══ Data rows

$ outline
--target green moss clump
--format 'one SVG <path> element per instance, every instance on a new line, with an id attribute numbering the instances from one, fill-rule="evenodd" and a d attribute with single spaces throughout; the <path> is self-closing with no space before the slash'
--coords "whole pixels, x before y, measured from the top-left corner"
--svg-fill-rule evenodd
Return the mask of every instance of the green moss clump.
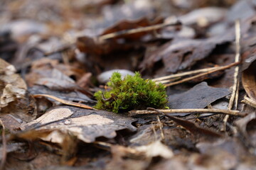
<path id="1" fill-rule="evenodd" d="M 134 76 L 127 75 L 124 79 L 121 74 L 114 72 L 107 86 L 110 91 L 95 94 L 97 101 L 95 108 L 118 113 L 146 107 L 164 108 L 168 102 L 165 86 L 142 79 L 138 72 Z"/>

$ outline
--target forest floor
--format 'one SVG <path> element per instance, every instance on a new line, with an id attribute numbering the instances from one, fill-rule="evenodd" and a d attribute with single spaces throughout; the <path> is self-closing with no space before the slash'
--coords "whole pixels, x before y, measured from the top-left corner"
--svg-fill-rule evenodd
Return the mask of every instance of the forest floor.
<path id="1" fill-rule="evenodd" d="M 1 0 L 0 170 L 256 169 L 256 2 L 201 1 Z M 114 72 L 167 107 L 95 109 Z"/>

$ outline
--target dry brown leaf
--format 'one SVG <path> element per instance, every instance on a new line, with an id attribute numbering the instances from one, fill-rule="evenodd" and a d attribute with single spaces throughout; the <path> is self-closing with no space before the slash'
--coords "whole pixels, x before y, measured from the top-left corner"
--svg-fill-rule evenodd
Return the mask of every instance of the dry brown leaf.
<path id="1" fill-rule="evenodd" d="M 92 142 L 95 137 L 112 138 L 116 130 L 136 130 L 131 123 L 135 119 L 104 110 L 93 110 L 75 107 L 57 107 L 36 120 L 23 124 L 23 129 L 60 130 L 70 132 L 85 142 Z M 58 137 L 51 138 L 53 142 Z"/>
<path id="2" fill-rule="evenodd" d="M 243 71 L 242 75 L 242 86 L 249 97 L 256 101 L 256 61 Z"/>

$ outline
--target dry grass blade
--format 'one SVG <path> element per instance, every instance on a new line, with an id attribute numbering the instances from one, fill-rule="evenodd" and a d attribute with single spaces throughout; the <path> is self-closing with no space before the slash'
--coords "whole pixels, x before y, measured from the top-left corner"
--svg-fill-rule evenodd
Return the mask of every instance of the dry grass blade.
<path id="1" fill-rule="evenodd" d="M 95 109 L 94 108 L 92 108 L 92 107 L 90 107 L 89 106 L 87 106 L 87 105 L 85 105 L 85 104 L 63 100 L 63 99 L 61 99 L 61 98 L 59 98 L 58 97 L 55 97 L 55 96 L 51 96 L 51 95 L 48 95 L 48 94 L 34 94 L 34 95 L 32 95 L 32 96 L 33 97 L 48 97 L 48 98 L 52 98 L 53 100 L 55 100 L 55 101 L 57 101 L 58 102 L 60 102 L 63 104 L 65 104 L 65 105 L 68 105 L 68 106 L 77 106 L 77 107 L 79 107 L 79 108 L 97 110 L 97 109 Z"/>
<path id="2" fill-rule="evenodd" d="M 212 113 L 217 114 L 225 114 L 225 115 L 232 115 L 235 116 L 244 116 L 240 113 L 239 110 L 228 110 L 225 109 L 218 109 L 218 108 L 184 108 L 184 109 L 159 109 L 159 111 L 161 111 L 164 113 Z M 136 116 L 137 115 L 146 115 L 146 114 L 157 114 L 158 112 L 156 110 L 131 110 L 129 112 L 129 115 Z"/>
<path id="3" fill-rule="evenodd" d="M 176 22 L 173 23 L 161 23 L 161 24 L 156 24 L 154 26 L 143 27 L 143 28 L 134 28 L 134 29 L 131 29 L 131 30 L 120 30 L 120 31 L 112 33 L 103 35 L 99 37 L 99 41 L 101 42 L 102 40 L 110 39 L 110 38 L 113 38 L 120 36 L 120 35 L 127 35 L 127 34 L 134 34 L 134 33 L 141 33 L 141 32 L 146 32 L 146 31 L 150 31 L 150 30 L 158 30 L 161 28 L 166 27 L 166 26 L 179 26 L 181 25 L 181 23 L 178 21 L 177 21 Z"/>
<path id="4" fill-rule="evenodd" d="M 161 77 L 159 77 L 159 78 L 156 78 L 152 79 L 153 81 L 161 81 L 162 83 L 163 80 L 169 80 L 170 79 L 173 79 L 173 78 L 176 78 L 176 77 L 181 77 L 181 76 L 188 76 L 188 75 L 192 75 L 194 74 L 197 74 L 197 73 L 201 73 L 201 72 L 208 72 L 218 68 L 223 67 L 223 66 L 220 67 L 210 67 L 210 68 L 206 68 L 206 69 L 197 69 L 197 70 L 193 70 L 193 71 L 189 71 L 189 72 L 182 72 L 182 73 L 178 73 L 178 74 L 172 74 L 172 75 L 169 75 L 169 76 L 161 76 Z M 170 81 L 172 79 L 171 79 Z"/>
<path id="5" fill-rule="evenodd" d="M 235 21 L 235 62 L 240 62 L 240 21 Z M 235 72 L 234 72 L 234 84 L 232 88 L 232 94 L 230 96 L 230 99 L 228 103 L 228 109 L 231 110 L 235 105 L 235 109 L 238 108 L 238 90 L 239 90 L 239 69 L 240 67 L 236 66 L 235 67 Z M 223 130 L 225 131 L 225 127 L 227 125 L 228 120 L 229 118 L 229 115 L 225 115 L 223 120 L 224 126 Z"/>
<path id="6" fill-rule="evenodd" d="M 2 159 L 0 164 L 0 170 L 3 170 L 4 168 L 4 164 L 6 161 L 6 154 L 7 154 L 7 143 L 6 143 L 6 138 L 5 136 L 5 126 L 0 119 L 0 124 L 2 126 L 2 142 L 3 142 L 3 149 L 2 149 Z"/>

════
══ Data rows

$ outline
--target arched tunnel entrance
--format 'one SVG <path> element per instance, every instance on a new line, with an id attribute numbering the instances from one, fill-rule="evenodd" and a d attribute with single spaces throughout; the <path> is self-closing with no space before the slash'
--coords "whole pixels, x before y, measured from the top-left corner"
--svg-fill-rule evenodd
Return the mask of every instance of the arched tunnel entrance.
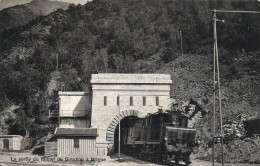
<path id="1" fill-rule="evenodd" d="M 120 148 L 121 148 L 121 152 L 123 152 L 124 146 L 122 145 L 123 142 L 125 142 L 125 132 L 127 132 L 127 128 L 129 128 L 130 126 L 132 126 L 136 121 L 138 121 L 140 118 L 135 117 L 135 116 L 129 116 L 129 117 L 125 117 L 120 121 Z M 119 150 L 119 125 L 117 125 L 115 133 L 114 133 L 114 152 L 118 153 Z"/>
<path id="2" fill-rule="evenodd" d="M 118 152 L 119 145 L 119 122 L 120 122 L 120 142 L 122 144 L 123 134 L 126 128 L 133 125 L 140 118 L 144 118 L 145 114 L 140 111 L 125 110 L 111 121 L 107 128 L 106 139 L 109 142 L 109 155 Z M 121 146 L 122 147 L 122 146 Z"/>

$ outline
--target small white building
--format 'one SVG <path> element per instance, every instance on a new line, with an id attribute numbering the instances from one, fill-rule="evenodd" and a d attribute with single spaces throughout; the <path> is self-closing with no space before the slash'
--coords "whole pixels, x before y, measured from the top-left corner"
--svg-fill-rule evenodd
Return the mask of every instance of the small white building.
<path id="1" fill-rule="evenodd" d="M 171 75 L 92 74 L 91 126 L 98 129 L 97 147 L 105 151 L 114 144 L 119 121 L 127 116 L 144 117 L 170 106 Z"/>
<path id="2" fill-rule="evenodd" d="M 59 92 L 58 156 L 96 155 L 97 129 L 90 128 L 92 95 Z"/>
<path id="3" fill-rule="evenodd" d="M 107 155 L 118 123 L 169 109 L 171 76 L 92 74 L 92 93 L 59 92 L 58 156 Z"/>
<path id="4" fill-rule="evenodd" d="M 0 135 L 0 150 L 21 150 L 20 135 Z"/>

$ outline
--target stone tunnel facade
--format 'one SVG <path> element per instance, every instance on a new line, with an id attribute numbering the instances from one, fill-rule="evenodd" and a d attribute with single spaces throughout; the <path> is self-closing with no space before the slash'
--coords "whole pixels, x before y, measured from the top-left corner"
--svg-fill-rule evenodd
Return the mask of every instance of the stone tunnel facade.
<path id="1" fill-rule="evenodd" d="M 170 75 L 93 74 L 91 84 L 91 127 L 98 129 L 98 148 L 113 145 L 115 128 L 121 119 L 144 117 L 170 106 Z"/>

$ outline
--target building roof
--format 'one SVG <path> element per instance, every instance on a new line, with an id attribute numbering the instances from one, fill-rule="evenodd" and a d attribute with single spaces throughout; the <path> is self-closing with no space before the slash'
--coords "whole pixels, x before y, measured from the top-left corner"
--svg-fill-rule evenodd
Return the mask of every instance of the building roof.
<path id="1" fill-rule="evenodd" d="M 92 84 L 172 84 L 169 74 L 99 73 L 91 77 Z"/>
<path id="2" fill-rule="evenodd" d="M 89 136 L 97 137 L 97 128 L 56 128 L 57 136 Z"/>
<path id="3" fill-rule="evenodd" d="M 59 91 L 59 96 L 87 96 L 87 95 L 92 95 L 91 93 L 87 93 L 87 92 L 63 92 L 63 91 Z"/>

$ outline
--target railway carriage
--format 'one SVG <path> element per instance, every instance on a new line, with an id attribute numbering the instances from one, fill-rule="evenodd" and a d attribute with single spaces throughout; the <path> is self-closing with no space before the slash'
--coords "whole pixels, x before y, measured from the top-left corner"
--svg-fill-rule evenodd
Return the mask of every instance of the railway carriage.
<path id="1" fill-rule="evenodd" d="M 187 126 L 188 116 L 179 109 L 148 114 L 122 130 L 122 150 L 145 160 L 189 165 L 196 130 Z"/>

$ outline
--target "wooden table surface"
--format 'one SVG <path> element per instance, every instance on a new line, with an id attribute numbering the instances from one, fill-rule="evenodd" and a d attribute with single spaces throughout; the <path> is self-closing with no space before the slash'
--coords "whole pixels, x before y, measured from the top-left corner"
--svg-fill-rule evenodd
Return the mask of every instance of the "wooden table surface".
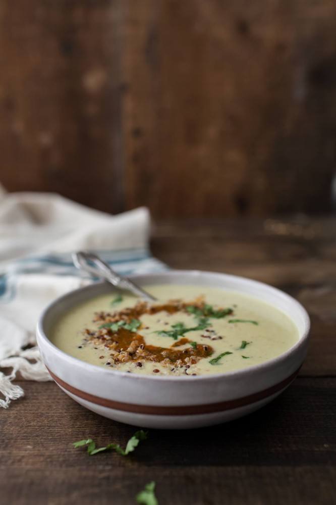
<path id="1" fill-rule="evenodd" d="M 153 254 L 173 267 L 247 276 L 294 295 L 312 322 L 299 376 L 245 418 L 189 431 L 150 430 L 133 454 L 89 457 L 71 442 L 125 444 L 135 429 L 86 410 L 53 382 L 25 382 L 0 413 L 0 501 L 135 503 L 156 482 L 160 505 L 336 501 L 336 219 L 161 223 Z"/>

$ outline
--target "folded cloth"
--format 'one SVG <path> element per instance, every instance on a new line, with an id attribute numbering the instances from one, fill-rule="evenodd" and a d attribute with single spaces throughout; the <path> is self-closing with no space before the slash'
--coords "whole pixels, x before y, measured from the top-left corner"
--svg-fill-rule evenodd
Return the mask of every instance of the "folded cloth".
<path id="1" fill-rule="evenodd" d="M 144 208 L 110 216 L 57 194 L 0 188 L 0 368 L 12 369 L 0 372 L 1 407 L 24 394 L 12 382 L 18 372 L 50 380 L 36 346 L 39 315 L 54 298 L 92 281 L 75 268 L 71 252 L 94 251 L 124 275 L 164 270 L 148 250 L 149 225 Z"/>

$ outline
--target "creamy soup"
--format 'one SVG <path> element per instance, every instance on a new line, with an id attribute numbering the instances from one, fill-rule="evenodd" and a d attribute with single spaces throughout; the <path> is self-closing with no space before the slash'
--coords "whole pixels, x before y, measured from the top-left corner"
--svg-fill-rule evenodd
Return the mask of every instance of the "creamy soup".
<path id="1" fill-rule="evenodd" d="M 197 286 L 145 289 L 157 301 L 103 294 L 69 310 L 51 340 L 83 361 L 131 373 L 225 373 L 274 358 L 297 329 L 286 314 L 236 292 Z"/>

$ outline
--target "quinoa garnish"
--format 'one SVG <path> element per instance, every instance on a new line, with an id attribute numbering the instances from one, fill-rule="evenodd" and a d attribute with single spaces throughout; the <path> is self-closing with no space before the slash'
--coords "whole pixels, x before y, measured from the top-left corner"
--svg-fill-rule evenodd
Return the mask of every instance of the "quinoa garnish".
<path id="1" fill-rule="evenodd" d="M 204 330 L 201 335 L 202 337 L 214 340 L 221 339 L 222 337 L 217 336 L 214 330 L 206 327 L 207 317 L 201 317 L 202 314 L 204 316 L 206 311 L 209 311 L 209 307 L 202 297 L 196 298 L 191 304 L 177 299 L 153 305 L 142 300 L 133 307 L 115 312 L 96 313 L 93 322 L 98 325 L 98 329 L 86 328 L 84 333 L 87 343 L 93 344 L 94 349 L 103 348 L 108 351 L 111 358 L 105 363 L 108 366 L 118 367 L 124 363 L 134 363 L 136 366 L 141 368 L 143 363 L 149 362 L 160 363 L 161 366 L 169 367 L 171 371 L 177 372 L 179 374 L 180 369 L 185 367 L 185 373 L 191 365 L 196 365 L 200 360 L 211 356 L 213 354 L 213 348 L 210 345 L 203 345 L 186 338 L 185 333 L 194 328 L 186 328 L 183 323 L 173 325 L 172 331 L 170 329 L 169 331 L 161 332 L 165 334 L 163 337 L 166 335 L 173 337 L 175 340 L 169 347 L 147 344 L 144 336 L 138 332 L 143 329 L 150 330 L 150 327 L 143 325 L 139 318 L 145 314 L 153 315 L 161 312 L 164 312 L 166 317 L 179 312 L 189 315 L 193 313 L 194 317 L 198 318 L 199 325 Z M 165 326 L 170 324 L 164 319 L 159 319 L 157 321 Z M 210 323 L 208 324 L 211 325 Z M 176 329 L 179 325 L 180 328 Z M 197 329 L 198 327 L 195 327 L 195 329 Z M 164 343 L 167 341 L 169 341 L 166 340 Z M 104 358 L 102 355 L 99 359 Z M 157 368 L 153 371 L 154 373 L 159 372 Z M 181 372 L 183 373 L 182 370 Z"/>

════

Task requirements: From the records above, pick out every line that contains the word "forest".

Output for this exercise:
--target forest floor
Return the mask of every instance of the forest floor.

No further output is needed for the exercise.